(Records from a data collection)
──────────

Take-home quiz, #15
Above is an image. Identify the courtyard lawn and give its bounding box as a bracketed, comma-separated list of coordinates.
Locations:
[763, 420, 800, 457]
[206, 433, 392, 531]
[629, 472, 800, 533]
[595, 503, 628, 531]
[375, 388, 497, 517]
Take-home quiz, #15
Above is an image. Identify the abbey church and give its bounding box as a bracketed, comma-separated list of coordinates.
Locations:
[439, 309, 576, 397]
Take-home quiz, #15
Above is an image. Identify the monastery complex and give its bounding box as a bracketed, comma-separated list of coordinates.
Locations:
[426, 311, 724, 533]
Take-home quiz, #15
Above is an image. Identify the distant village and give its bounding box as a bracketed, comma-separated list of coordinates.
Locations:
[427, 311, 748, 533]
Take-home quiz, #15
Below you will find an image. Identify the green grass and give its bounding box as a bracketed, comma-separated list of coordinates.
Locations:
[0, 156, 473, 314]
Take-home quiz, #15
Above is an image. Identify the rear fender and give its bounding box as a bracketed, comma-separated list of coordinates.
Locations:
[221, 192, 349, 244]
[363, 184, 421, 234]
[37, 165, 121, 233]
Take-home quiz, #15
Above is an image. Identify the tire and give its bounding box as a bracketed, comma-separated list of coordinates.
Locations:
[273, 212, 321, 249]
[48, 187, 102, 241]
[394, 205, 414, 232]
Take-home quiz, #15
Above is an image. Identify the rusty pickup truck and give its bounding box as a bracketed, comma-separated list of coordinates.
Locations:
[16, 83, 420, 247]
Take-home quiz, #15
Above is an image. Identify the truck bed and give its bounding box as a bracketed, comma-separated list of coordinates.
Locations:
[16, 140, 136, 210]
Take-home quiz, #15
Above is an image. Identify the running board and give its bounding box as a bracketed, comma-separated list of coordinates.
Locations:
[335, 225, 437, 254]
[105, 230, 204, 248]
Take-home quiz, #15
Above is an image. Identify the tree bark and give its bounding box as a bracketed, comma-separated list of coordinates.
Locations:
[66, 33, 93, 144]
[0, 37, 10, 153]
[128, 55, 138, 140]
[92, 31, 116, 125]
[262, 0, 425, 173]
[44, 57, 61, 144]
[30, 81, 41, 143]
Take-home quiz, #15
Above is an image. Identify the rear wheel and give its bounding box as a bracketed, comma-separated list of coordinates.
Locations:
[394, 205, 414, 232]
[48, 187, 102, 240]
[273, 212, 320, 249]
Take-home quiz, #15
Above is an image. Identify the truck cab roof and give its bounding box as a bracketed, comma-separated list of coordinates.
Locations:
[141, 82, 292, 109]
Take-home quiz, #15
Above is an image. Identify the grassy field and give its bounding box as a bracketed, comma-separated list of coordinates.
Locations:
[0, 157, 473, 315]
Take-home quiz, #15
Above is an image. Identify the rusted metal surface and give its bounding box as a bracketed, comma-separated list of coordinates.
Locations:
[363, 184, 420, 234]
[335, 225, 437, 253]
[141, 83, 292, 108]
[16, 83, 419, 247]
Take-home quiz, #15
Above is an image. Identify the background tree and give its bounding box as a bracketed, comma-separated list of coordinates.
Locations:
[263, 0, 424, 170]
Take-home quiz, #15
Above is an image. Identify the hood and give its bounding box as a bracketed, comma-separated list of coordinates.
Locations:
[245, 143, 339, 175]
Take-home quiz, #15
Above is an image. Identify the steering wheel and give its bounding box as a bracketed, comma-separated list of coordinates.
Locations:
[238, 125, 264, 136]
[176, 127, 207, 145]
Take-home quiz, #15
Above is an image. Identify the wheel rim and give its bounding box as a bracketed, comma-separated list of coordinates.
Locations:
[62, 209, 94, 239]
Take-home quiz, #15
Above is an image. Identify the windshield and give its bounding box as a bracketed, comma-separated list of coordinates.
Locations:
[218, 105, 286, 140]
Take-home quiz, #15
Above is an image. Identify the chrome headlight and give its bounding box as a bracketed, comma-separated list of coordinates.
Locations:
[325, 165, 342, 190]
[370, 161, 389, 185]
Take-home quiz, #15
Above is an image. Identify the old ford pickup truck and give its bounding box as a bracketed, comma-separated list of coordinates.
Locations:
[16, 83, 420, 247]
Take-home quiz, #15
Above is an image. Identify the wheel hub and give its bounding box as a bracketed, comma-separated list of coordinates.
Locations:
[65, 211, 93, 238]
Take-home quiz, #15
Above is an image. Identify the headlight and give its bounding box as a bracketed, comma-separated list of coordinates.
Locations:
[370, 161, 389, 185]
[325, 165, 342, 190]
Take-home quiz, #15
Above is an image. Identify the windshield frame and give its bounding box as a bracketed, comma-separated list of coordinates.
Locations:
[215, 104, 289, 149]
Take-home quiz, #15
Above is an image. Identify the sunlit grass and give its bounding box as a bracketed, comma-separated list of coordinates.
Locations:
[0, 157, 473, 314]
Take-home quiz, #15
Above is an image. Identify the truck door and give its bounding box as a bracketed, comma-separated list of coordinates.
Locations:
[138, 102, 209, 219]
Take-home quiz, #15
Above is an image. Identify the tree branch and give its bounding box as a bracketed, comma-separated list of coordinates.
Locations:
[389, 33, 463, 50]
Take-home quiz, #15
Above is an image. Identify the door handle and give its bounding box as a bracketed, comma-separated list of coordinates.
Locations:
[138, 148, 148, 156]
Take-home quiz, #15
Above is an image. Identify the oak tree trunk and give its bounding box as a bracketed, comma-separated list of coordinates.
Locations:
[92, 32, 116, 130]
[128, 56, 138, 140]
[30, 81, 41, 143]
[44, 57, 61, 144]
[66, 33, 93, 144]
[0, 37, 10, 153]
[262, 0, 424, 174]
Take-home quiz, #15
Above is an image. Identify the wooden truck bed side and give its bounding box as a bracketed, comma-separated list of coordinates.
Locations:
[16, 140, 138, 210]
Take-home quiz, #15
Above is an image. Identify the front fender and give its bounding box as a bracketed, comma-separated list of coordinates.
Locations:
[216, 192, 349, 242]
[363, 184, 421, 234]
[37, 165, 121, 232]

──────────

- **Written task**
Report every line of the records that contains the word "rear", matching case exactly.

- **Exercise result**
Above is an image. Identify the rear fender and give its bounding box as a bracketed, comma-separated list of coordinates.
Above is an image. Identify the rear wheel and give its bounding box as a bracketed, comma-separated list of coordinates.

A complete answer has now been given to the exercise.